Given instruction> Reproduce the following material verbatim, every line in its original order and wording.

— start of Dataset —

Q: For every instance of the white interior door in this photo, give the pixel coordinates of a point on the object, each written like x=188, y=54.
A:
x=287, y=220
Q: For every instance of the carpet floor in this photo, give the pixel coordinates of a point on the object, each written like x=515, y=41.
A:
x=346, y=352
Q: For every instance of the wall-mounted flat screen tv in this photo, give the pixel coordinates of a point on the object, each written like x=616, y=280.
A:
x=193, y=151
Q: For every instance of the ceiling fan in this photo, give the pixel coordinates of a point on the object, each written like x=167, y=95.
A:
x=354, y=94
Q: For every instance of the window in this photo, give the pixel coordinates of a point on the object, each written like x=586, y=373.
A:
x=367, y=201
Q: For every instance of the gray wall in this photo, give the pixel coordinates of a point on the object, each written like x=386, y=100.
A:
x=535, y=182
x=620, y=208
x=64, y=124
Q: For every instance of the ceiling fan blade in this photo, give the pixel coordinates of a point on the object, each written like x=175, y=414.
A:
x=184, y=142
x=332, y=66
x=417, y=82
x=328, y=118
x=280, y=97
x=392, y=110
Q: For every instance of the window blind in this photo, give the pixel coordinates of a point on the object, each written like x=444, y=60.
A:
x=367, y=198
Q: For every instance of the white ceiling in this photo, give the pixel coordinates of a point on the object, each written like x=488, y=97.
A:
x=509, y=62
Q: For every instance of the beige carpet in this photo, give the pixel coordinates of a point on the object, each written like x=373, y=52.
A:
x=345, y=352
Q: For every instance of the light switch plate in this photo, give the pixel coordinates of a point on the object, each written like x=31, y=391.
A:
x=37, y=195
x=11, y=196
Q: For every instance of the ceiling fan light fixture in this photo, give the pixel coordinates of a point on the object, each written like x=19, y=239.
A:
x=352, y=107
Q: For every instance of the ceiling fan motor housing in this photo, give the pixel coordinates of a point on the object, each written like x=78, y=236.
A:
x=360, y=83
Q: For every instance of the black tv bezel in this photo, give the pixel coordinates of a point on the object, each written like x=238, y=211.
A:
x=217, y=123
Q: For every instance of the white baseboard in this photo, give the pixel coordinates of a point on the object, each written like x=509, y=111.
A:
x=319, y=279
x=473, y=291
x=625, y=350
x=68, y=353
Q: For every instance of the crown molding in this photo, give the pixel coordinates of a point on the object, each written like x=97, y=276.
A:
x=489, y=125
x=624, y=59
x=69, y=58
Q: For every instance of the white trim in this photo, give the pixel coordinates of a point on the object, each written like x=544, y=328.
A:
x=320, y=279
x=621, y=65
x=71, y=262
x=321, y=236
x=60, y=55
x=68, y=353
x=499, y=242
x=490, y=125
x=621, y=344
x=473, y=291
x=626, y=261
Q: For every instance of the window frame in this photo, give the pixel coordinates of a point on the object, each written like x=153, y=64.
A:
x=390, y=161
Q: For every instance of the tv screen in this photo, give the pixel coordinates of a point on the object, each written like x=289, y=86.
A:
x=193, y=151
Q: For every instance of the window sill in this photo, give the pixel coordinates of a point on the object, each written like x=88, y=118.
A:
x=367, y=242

— end of Dataset —

Full response>
Q: For every instance of the white interior door in this photo, give the pixel coordinates of a point on the object, each written like x=188, y=54.
A:
x=287, y=220
Q: For every instance of the carpet floor in this photo, give the pixel coordinates of a point on the object, each written like x=515, y=41.
A:
x=346, y=352
Q: For every instance of the wall-mounted flat screen tv in this photo, give the pixel coordinates of a point on the object, each written like x=616, y=280.
A:
x=193, y=151
Q: For every instance of the ceiling fan in this photo, give the pixel coordinates of a point on the object, each written like x=167, y=95.
A:
x=354, y=94
Q: For every instance of the window in this photo, give the pixel coordinates of a point on the object, each written like x=586, y=373.
A:
x=367, y=201
Q: For every instance of the gray wall in this photo, give the pixel coordinates of a point on the object, each written like x=386, y=100.
A:
x=535, y=182
x=620, y=208
x=64, y=124
Q: For every instance of the ceiling fan blade in this photo, give the pixel coordinates of a point on the object, each written like x=175, y=414.
A:
x=184, y=142
x=332, y=66
x=417, y=82
x=328, y=118
x=280, y=97
x=392, y=110
Q: For every instance of the window blind in this photo, give the pixel coordinates of a point on the object, each written like x=444, y=60.
A:
x=367, y=198
Q: For every instance of the white ceiling in this photo, give the pixel coordinates of a point on the object, each written like x=488, y=97.
A:
x=509, y=62
Q: For every instance of the beige carpet in this photo, give the pixel coordinates of a point on the object, each written like x=373, y=52.
A:
x=345, y=352
Q: For every instance of the light switch plate in this photo, give the pixel coordinates of a point on the object, each written like x=31, y=391.
A:
x=37, y=195
x=11, y=196
Q: For every instance of the ceiling fan light fixture in this photo, give the pixel coordinates of a point on the object, each written like x=19, y=239.
A:
x=352, y=107
Q: For every instance of the ceiling fan motor housing in this photo, give the pixel coordinates of a point on the object, each written like x=78, y=236.
A:
x=360, y=83
Q: For every instance of the black tv bezel in this photo, give the pixel coordinates of a point on the object, each written like x=238, y=211.
A:
x=217, y=123
Q: For every instance of the white baseboard in this photo, give the pixel coordinates of a point on the object, each written like x=509, y=111.
A:
x=319, y=279
x=473, y=291
x=625, y=350
x=68, y=353
Q: For every instance of the crown molding in this photo, give the pixel coordinates of a point on the object, each written like x=97, y=276.
A:
x=489, y=125
x=624, y=59
x=69, y=58
Q: For every instance of the white trim in this photo, give the pixel coordinates of a point on the object, each written like x=544, y=328.
A:
x=320, y=279
x=621, y=65
x=71, y=262
x=321, y=236
x=60, y=55
x=68, y=353
x=499, y=242
x=490, y=125
x=621, y=344
x=473, y=291
x=626, y=261
Q: For every instance of the window frame in this photo, give the pixel coordinates of a point on the object, each written like x=153, y=64.
A:
x=390, y=161
Q: For every instance of the tv screen in this photo, give the pixel coordinates of a point on the object, each written like x=289, y=86.
A:
x=193, y=151
Q: For every instance of the window sill in this photo, give the pixel coordinates of a point on the object, each written like x=88, y=118.
A:
x=367, y=242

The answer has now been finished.